## Texte source
+ + +

HOMMAGE AU PEUPLE ET A L'UN DE SES DEFENSEURS AU FESTIVAL DE LA VALLEE PAR B.ROY ET OLIVIER DE ROBERT

Le festival de la Vallée intitulé cette année "La Vallée s'en mêle" a débuté le 5 mai par une journée dans la belle et dynamique commune de Bourrou et se poursuit jusqu'au 4 juin prochain. 
Le 13 mai dernier, deux artistes étaient programmés à Saint Léon sur l'Isle. Pour la partie musicale, Agnès Garcenot, la directrice du CRAC, avait invité B. Roy, découvert par le mari de la présidente, Martine Courault, il y a quelques années à Luxey (40) dans le cadre de "Sur un plateau", occasion d'entendre lors d'une journée chaque début mai des artistes de la scène musicale française, puis lors d'un festival chaque année en août, organisé par l'association Musicalarue : http://www.musicalarue.com/fr/le-festival/programmation.html B. Roy était ensuite venu en Dordogne dans les guinguettes de l'Etang (Thenon) et de Neufont (Saint Amand de Vergt).
 
Agnès Garcenot énumérant les personnes qui ont réalisé l'écharpe de St Léon sur l'Isle de 85 m 
en vue de confectionner la plus longue écharpe du Périgord, une écharpe collective des communes de la Vallée de l'Isle, prétexte à un moment de convivialité entre les habitants 


B. Roy a pas mal roulé sa bosse aux quatre coins du monde, en particulier dans le groupe de Manu Chao, Radio Bemba.

+ + +

## Données fournies
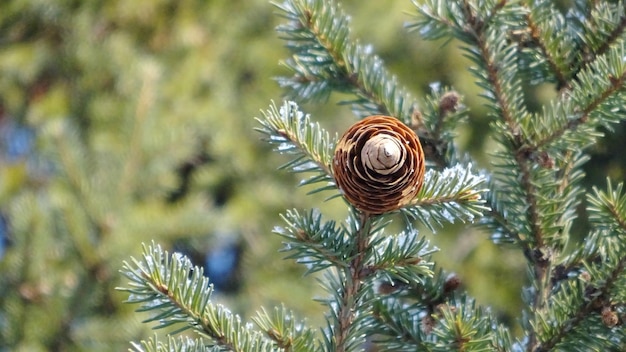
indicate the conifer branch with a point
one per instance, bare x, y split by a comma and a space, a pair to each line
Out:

+ + +

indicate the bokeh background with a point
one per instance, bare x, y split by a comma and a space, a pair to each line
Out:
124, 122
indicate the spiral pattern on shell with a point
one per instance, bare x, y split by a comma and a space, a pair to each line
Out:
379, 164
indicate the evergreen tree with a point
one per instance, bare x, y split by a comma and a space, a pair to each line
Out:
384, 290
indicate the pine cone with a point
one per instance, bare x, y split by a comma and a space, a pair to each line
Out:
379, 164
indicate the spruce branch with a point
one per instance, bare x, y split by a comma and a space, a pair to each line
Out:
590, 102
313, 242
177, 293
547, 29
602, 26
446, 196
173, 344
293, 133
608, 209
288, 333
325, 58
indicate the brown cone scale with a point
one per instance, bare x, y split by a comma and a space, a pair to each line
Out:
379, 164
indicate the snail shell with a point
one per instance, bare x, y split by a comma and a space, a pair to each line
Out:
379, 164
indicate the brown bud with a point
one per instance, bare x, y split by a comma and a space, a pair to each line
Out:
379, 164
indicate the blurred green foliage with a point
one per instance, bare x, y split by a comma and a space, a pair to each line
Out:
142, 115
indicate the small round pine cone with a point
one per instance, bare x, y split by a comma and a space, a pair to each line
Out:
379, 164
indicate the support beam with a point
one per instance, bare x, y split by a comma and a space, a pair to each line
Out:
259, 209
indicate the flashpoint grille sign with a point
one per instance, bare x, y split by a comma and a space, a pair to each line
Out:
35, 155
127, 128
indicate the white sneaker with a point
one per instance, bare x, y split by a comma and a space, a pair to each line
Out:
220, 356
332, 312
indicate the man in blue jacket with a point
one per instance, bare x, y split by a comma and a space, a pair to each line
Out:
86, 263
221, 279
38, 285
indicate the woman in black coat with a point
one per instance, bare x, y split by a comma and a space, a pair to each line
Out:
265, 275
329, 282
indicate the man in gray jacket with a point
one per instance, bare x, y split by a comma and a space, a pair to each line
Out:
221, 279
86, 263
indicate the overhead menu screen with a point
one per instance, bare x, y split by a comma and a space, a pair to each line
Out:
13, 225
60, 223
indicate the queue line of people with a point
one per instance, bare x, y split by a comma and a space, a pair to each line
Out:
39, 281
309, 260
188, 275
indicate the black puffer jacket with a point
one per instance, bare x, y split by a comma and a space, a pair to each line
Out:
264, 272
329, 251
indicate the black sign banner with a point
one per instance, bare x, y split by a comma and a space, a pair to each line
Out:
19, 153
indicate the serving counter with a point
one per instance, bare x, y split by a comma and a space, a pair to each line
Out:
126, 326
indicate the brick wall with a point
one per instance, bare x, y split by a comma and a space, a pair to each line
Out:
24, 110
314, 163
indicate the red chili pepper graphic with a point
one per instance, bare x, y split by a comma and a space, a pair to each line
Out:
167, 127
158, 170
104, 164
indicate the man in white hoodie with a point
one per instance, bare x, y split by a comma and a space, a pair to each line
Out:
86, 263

+ + +

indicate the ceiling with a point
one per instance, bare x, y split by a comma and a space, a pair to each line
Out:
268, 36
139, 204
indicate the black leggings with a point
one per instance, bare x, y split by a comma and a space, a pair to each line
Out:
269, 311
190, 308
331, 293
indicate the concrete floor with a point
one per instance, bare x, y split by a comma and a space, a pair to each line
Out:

+ + +

## Consignes
1 > Transcrivez fidèlement un passage du texte source : commencez aux mots « Le festival de » et arrêtez-vous après les mots « 4 juin prochain. ».
2 > Relevez dans les enregistrements toutes les lignes où figure le mot « brown ».
Les enregistrements n'ont aucun lien avec le texte source.

## Exercices corrigés
1 >
Le festival de la Vallée intitulé cette année "La Vallée s'en mêle" a débuté le 5 mai par une journée dans la belle et dynamique commune de Bourrou et se poursuit jusqu'au 4 juin prochain.

2 >
indicate the brown cone scale with a point
indicate the brown bud with a point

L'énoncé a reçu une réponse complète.